_Exercise task:_
Print verbatim every line starting at the one that contains "Consider the photo above. For every instance of the polo" and ending at the final line of the records; include both endpoints.

_Information provided:_
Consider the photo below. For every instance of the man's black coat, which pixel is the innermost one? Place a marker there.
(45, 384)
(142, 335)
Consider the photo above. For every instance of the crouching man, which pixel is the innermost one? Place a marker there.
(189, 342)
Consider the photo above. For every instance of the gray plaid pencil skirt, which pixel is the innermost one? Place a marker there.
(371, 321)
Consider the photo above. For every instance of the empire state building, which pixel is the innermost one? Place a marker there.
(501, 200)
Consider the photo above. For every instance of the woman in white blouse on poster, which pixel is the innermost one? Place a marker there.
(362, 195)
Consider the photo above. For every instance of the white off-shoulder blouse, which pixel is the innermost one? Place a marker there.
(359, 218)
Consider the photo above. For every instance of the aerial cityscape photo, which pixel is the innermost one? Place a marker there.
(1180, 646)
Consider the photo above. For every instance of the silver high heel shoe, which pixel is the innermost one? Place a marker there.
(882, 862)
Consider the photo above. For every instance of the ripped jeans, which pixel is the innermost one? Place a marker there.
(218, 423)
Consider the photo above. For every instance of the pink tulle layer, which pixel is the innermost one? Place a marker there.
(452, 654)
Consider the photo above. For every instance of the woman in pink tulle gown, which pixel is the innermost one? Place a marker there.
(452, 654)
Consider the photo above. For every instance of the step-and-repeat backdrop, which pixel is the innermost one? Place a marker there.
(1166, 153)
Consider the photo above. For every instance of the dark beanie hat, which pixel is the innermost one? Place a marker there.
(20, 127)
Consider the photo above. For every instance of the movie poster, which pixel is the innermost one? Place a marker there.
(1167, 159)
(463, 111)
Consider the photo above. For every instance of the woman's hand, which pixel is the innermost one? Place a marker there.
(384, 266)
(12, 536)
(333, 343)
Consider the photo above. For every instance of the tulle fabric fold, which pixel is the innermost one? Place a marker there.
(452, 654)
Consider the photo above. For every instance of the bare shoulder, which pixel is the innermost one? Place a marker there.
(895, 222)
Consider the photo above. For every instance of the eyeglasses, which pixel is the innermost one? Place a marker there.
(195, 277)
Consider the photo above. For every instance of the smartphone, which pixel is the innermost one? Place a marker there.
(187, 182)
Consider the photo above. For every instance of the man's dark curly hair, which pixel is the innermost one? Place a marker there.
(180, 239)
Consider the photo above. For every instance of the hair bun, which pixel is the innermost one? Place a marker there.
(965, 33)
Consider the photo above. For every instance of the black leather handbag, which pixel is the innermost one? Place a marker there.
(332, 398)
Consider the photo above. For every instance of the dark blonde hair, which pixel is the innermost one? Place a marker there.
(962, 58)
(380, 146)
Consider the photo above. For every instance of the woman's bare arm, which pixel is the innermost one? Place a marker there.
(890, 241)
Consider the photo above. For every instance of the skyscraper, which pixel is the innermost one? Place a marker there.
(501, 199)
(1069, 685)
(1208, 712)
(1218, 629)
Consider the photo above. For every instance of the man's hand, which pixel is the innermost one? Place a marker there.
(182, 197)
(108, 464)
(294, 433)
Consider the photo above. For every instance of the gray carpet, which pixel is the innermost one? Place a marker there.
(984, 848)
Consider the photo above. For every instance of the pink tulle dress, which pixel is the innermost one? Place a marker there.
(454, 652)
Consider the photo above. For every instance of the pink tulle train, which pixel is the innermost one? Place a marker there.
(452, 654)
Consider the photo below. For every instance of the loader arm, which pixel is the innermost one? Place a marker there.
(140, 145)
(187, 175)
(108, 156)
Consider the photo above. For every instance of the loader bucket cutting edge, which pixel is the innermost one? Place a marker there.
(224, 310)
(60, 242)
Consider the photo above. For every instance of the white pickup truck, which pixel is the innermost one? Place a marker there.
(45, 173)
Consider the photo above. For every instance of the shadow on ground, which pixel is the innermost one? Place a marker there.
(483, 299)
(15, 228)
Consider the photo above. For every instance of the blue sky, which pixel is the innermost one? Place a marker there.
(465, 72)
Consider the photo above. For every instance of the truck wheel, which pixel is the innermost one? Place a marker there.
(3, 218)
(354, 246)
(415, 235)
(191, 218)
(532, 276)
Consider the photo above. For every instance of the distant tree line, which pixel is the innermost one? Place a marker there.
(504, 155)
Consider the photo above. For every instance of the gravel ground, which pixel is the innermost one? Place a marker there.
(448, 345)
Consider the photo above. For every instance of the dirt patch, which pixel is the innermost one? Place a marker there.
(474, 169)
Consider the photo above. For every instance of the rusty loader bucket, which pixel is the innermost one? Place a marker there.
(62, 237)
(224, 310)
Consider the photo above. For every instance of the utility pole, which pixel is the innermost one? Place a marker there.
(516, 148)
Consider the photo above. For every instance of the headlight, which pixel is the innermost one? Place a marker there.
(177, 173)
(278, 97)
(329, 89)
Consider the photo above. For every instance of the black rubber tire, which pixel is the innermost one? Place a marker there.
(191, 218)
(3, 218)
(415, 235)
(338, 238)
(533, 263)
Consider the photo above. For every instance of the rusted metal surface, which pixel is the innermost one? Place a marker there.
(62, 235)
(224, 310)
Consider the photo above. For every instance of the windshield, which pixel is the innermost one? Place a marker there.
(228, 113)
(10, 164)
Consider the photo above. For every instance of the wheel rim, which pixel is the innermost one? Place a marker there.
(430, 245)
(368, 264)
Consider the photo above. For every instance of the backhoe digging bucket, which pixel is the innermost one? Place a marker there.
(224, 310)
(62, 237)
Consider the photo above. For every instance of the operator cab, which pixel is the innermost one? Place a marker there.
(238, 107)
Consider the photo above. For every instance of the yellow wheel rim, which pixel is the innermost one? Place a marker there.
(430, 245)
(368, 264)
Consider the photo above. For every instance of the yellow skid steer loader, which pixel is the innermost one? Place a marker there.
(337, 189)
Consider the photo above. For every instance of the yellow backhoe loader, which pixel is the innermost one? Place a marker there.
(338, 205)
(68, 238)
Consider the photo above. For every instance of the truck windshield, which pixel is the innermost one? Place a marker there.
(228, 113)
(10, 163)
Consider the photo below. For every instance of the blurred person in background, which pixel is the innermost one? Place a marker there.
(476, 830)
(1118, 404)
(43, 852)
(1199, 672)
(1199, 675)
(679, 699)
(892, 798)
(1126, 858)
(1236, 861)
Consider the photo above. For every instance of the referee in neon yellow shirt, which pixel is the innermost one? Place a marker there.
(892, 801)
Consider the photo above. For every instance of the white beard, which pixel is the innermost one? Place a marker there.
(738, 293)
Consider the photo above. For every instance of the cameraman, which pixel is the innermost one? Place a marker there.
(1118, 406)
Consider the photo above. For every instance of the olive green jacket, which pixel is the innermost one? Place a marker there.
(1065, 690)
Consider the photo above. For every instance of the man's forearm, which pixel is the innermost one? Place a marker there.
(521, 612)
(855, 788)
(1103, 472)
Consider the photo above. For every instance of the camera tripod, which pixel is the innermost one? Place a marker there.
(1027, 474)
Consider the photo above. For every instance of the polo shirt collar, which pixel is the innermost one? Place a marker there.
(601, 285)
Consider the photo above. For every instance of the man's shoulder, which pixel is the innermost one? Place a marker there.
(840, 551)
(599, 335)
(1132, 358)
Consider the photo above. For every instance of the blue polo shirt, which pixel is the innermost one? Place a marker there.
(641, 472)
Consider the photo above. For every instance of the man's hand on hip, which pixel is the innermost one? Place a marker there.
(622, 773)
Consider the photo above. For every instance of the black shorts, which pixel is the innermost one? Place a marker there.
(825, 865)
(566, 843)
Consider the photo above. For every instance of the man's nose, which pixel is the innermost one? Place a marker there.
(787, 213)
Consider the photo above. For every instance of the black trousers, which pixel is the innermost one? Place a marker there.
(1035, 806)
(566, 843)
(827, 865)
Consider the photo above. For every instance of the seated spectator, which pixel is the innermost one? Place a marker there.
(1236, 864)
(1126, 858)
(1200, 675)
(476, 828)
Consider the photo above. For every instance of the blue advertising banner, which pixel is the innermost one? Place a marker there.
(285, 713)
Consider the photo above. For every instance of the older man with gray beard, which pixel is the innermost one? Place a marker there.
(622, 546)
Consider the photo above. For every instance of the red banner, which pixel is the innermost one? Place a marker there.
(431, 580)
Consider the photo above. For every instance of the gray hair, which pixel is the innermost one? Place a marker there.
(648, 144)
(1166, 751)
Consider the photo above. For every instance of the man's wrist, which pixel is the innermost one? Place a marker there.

_Answer to this exercise:_
Consider the photo above. For every instance of the polo shirt collar, which pixel is the innermost one? Place a marker there.
(601, 285)
Consider the photo above. For every instance of the man's shoulder, which pixel is the innermost one? Place a marker there.
(840, 551)
(599, 335)
(1132, 358)
Consider the photo above. For every instance of the blue polo shirt, which pixel is the innermost one? Place a marker there.
(641, 472)
Consider the photo above. For every instance of the man's hand on hip, which pixel is the innermost one? Place a marker there.
(622, 773)
Consider the photo above. For every instance of the black shorts, which pixel is the innermost one? Place a marker there.
(825, 865)
(566, 843)
Consider the photo above. For every instance of the man's nose, which pixel is the innermost one? Place a marker there.
(787, 213)
Consider the photo above. For every instance of the black trousers, which pixel is the innermost one? Place a marker there.
(1035, 806)
(566, 843)
(827, 865)
Consider the photo above. For every instance of the seated spectator, which pixel is the innermost one? Place a marker there.
(1236, 864)
(1126, 858)
(1200, 675)
(476, 828)
Consider the photo above. For every instance of the blue advertising banner, which pixel is the innermost one? Place a marker there.
(285, 713)
Consider the photo above. For every instance of the older man with gray beard, which pixel is the innermost one? Place a marker there.
(622, 546)
Consider the photo above. For every instance of the red banner, which pixel is the innermost one? Place a marker there.
(431, 580)
Consider the photo above. For every instance of the gray hair, which pixel is the innermost one? Place a marker there.
(648, 144)
(1166, 751)
Consider the photo above. For every instance of the man's wrist, which pixel is the innermost one? Place a marker there.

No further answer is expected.